WORK TASK:
Both the line below containing "phrase -- tree on hillside" and the line containing "phrase -- asphalt road surface", along with every line between them, should be repeated exactly; no other line belongs in the answer.

#### SOURCE DATA ####

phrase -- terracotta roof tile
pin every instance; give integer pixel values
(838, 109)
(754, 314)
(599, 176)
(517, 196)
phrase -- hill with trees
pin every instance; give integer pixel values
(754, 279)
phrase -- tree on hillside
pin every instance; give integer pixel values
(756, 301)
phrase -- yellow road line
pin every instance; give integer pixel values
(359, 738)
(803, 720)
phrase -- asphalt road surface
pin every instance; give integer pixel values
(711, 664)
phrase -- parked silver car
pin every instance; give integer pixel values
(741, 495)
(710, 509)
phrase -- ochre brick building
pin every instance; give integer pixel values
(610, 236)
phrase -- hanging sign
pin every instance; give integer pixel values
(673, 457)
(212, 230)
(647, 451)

####

TASK SOLUTION:
phrase -- tree on hillside
pin every instance; give integer pixel values
(756, 301)
phrase -- yellow road line
pin every instance; give integer pixel values
(359, 738)
(803, 720)
phrase -- asphalt road surface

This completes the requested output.